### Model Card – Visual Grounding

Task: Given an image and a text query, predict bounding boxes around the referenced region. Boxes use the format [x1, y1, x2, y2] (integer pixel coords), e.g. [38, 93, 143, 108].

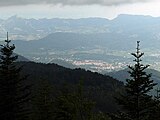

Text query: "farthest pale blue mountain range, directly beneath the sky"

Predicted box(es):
[0, 14, 160, 41]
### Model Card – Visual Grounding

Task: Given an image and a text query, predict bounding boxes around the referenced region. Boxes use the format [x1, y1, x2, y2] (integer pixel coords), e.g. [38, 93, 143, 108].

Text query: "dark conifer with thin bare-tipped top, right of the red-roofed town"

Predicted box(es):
[117, 41, 156, 120]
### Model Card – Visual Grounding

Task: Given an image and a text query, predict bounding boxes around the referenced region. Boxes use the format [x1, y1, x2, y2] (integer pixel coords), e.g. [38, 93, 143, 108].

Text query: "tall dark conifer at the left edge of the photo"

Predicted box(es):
[0, 33, 30, 120]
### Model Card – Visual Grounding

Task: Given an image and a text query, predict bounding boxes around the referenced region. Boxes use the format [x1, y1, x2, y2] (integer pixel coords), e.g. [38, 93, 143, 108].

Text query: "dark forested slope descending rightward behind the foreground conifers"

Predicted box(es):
[17, 62, 123, 112]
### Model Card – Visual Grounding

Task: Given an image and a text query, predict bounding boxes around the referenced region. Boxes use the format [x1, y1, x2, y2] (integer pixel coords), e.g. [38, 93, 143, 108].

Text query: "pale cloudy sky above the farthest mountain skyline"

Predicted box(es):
[0, 0, 160, 19]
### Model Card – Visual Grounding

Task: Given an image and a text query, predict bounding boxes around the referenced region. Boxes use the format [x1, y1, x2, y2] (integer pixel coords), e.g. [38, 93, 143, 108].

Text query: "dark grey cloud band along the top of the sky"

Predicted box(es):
[0, 0, 150, 6]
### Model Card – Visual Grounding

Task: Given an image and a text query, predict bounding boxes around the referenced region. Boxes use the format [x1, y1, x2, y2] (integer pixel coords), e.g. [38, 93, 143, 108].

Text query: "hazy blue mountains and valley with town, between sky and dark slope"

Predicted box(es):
[0, 15, 160, 73]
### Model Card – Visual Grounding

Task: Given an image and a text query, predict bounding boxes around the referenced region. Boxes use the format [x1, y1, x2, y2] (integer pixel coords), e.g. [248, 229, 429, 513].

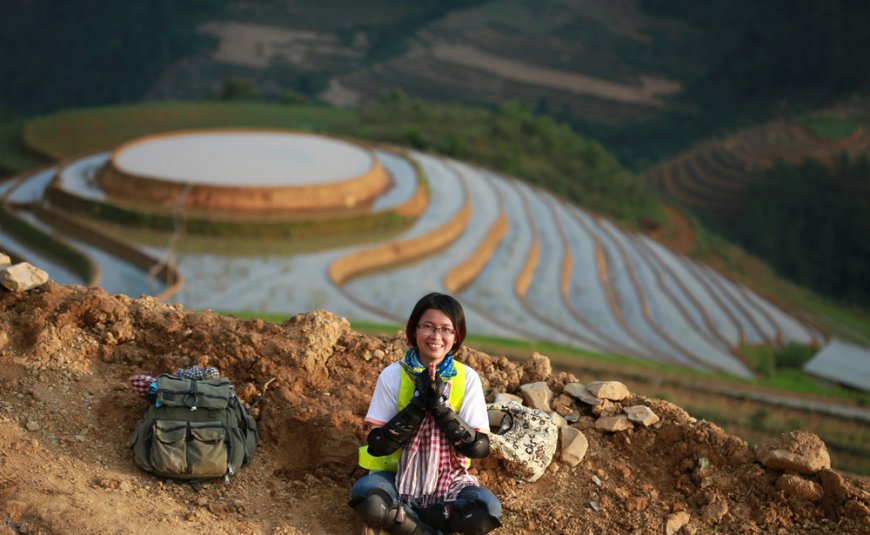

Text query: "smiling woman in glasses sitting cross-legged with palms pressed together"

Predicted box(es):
[350, 293, 501, 535]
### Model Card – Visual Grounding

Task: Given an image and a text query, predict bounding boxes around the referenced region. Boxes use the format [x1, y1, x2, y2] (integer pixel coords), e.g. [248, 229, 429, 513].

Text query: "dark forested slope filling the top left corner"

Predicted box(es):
[0, 0, 228, 114]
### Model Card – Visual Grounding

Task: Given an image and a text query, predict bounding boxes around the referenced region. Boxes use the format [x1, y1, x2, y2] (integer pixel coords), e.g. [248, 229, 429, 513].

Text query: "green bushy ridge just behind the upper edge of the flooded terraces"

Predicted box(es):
[342, 91, 664, 227]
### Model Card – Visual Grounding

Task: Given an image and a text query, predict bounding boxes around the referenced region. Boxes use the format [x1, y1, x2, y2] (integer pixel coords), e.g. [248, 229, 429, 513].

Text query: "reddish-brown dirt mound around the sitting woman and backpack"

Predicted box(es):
[0, 282, 870, 534]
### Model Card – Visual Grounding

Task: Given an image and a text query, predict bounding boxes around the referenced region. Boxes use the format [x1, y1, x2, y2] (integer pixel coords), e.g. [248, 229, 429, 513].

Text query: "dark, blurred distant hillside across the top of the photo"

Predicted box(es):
[0, 0, 870, 168]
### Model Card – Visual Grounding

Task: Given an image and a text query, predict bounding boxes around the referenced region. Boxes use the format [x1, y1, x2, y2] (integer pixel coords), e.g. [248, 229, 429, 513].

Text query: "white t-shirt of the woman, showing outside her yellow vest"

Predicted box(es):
[365, 362, 489, 433]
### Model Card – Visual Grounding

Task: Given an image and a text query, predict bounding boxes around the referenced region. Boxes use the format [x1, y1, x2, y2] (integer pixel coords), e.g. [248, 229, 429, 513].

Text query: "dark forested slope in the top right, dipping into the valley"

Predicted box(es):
[580, 0, 870, 170]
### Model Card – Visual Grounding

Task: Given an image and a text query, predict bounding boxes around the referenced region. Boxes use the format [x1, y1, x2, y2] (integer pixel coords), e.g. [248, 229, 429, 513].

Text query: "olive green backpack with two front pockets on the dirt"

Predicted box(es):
[130, 374, 258, 481]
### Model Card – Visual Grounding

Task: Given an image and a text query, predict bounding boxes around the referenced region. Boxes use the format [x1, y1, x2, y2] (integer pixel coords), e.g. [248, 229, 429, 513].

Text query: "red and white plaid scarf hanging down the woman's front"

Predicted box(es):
[396, 414, 479, 507]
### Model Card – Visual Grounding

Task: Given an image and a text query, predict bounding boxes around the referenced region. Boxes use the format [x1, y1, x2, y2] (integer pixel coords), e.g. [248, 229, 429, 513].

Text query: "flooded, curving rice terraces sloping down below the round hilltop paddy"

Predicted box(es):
[0, 142, 825, 376]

* **Problem to solve**: Where a line of the data holds "behind", show that line.

* **Your solution**:
Text query: "dark forested slope descending rightward behind the foreground conifers"
Text query: "green bushy ridge just behind the upper edge of the flooded terraces"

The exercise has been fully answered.